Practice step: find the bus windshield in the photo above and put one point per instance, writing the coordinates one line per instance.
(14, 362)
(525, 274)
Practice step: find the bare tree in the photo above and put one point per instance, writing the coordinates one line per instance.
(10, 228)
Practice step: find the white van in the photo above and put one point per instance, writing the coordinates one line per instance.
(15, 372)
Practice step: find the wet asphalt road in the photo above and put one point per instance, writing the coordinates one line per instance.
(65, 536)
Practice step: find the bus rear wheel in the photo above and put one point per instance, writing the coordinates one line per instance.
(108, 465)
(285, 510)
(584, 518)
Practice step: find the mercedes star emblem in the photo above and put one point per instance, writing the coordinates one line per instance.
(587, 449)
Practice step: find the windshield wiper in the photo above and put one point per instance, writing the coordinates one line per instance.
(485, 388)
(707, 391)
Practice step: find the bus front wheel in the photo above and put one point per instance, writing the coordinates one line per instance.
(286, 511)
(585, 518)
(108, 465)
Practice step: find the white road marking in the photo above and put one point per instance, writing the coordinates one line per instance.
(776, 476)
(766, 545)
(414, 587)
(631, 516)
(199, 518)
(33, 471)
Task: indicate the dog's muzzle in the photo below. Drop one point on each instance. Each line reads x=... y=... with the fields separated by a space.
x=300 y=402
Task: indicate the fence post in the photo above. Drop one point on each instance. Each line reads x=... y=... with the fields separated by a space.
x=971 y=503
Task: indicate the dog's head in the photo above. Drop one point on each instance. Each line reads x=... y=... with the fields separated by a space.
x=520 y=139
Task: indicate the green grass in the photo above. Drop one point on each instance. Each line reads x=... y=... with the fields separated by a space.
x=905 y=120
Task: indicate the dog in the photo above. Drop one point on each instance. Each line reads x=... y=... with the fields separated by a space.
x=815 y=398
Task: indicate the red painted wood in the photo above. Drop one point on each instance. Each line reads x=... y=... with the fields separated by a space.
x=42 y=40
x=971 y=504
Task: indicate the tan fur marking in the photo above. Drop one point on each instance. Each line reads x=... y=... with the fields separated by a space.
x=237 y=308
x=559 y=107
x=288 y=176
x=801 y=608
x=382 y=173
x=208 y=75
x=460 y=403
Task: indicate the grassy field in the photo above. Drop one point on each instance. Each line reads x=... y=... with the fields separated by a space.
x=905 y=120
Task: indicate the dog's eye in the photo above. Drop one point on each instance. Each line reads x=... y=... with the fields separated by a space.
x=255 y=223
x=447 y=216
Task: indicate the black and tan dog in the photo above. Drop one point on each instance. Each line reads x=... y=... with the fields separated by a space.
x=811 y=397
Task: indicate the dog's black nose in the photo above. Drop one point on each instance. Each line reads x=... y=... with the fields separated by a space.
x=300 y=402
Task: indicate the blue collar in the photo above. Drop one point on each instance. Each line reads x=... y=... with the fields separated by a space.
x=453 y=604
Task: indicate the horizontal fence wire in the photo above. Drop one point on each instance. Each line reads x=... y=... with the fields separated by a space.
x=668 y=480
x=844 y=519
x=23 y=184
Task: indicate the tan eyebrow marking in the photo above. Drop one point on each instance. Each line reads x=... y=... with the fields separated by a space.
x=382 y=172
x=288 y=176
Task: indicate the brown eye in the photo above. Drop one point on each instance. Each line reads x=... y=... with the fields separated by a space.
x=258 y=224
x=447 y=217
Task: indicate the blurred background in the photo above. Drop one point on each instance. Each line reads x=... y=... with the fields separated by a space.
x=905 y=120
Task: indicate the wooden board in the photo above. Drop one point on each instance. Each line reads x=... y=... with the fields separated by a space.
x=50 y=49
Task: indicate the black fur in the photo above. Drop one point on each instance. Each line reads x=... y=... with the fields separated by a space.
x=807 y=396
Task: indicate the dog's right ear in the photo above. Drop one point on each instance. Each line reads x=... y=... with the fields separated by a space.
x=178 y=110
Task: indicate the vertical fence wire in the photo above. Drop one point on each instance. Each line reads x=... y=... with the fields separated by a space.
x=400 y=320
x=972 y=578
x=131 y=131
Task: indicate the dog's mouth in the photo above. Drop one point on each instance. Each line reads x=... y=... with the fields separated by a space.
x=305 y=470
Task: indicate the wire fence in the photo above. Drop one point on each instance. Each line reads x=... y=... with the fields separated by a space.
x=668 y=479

*Exercise aim:*
Each entry above is to be transcribed without alteration.

*Expected output:*
Practice step: find the bus windshield in the photo above and put one point per instance, writing the coordinates one line per instance.
(14, 362)
(525, 274)
Practice step: find the bare tree in the photo above and put one point per instance, writing the coordinates one line per instance.
(10, 228)
Practice step: find the white van in the photo above and put one point per instance, writing the coordinates one line per instance.
(15, 372)
Practice step: find the wet asphalt road in the photo above and put one point per instance, writing the coordinates one line per instance.
(65, 536)
Practice step: find the bus rear wheel in the photo above and put one point per instance, writing the coordinates one line per instance.
(108, 465)
(285, 510)
(584, 518)
Practice step: find the mercedes star emblem in the photo above and put one point per instance, writing the coordinates one line per instance.
(587, 449)
Practice step: find the windshield wiper in the photo above and put one point per instance, writing the coordinates one line per instance.
(485, 388)
(707, 391)
Practice step: find the bus front wheel in the photo above and put one point per instance, writing the coordinates one line per instance.
(286, 511)
(585, 518)
(108, 465)
Practice step: find the white road marking in the photo above and put one point per instance, writing the coordinates one line per instance.
(776, 476)
(766, 545)
(414, 587)
(631, 516)
(199, 518)
(33, 471)
Task: indicate the dog's muzzle in the photo below. Drop one point on each instance. Each line reads x=... y=... with the fields separated by a space.
x=300 y=402
Task: indicate the fence post in the photo above. Drop one point on each instance. Each line reads x=... y=... with the fields separated by a space.
x=971 y=503
Task: indicate the dog's head in the photo above. Drop one point on each instance. Each line reads x=... y=... with the fields separated by a space.
x=520 y=139
Task: indicate the green grass in the photo above. Drop one point on each instance. Each line reads x=... y=... with the fields separated by a space.
x=905 y=120
Task: indicate the dog in the photo above. Drop one point on each instance. Each line reads x=... y=... with the fields separated by a space.
x=815 y=398
Task: indicate the red painted wood in the photo above. Drop one point on each instance. Each line reads x=... y=... with the fields separated by a space.
x=42 y=40
x=971 y=504
Task: indicate the tan fur marking in the photo above. Drop one point on each instance. Each line reads x=... y=... with the fields separated by a space.
x=237 y=308
x=559 y=107
x=288 y=176
x=801 y=608
x=382 y=173
x=208 y=75
x=460 y=403
Task: indicate the grassy field in the photo above. Drop one point on each instance. Each line reads x=... y=... with the fields separated by a space.
x=905 y=120
Task: indicate the dog's eye in the photo above. Drop one point on each instance. Each line reads x=... y=... with the fields separated by a space.
x=255 y=223
x=447 y=216
Task: indicate the black and tan dog in the photo above. Drop one point on each instance. Each line reads x=... y=... with the fields separated by a space.
x=811 y=397
Task: indicate the dog's black nose in the photo above. Drop one point on each instance. Each line reads x=... y=... with the fields separated by a space.
x=300 y=402
Task: indicate the blue collar in the photo above. Drop one point on each instance. Each line reads x=... y=... with the fields separated by a space.
x=453 y=604
Task: indicate the horizontal fence wire in the photo above. Drop one point on each instance. Each line reads x=... y=... with the fields separated by a space.
x=668 y=480
x=844 y=519
x=23 y=184
Task: indicate the tan eyebrow marking in the photo above. Drop one point on each instance. Each line reads x=... y=... with the fields separated by a space.
x=382 y=172
x=288 y=176
Task: indicate the brown eye in the photo above. Drop one point on each instance. Each line reads x=... y=... with the fields separated by a space.
x=258 y=224
x=447 y=217
Task: indicate the blurred background in the photo above. Drop one point on each instance. Each line reads x=... y=... with the fields separated by a space.
x=905 y=120
Task: indicate the wooden board in the photo above. Drop one point on each instance. Each line reads x=... y=... with the fields separated by a space.
x=50 y=49
Task: indicate the black fur in the photo above. Drop one point on each instance. Each line reads x=... y=... with the fields separated by a space.
x=807 y=396
Task: indicate the dog's right ear in the photo above. Drop one point on each instance. Each line reads x=... y=... with the fields separated by a space.
x=178 y=110
Task: indicate the vertical fence wire in the photo above. Drop one point on each instance. Each line reads x=... y=... with the fields separated by a space.
x=400 y=320
x=972 y=578
x=131 y=131
Task: indicate the dog's mouth in the photo above. Drop one point on each instance. Each line reads x=... y=... with the fields separated by a space.
x=305 y=470
Task: indicate the wire fence in the photo above. Drop one point on each instance. Each line reads x=... y=... with the fields separated by a space.
x=668 y=479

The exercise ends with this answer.